Requests >>
**1)** In the Love Child article, list every genre named on the "Genre:" line.
**2)** Answer from the Love Child article:
(a) At which studio was the release engineered and recorded?
(b) What was the band formerly called?
(c) Which instrument leads on the track "Clubbin"?
**3)** Write a continuation of the article on the Love Child EP, starting after its final sentence.

═══ Passage given ═══

EP by Ella Riot
- Released: March 29, 2011
- Recorded: 2010–2011
- Genre: Electro-pop, funk, rock, techno
- Length: 21:04
- Label: Independent
- Producer: Ella Riot

Ella Riot chronology
| The Remixes EP (2010) | Love Child (2011) |  |

= Love Child (Ella Riot EP) =

Love Child is the second studio release by Ann Arbor, Michigan-based band Ella Riot, formerly My Dear Disco. Being a studio recording and final release, Love Child is the band's second definitive work. It was engineered and recorded at Mission Sound studio. The band released a music video of the album's fourth track "It Could Be". The song's theme is "liberation" and according to band founder Tyler Duncan the video's concept is: "an unlikely person having the ideal response to our music." An album review by Mark Deming of AllMusic characterized the music as pop, influenced by funk, techno and house, and called the band's approach original. The last track "Clubbin" has bagpipes as the lead instrument, with Deming calling the fusion of bagpipes and guitars "a welcome bit of inspired lunacy".

═══ Data provided ═══

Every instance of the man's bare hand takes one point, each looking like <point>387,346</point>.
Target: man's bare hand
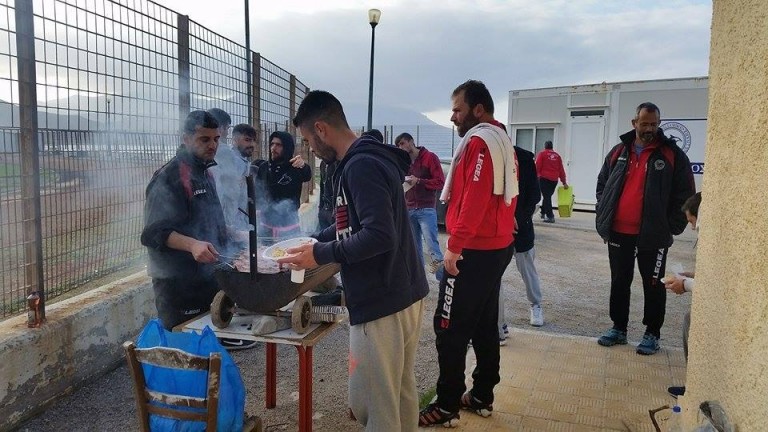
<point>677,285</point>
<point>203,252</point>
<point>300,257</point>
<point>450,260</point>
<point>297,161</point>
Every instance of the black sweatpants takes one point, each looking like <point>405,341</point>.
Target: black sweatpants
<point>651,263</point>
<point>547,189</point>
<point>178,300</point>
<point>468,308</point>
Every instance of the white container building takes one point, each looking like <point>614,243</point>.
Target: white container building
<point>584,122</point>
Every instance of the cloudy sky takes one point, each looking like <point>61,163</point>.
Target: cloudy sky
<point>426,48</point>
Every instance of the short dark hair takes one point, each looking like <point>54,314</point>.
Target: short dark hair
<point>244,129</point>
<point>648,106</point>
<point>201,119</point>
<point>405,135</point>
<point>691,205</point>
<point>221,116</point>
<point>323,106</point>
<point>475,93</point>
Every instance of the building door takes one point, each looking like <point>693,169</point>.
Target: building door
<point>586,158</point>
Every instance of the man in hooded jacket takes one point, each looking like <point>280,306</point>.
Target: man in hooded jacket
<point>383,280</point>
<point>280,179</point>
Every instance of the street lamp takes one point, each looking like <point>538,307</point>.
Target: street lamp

═══

Results of the exercise >>
**1)** Electro-pop, funk, rock, techno

**2)**
(a) Mission Sound studio
(b) My Dear Disco
(c) Bagpipes

**3)**
Professional ratings
Review scores
| Source | Rating |
| AllMusic | Star Half star |

==Track listing==

| No. | Title | Length |
|---|---|---|
| 1. | "Just One Way" | 4:12 |
| 2. | "Karma" | 4:26 |
| 3. | "Replaceable" | 3:42 |
| 4. | "It Could Be" | 4:00 |
| 5. | "Clubbin" | 4:44 |

== Personnel ==
Credits adapted from Bandcamp music store.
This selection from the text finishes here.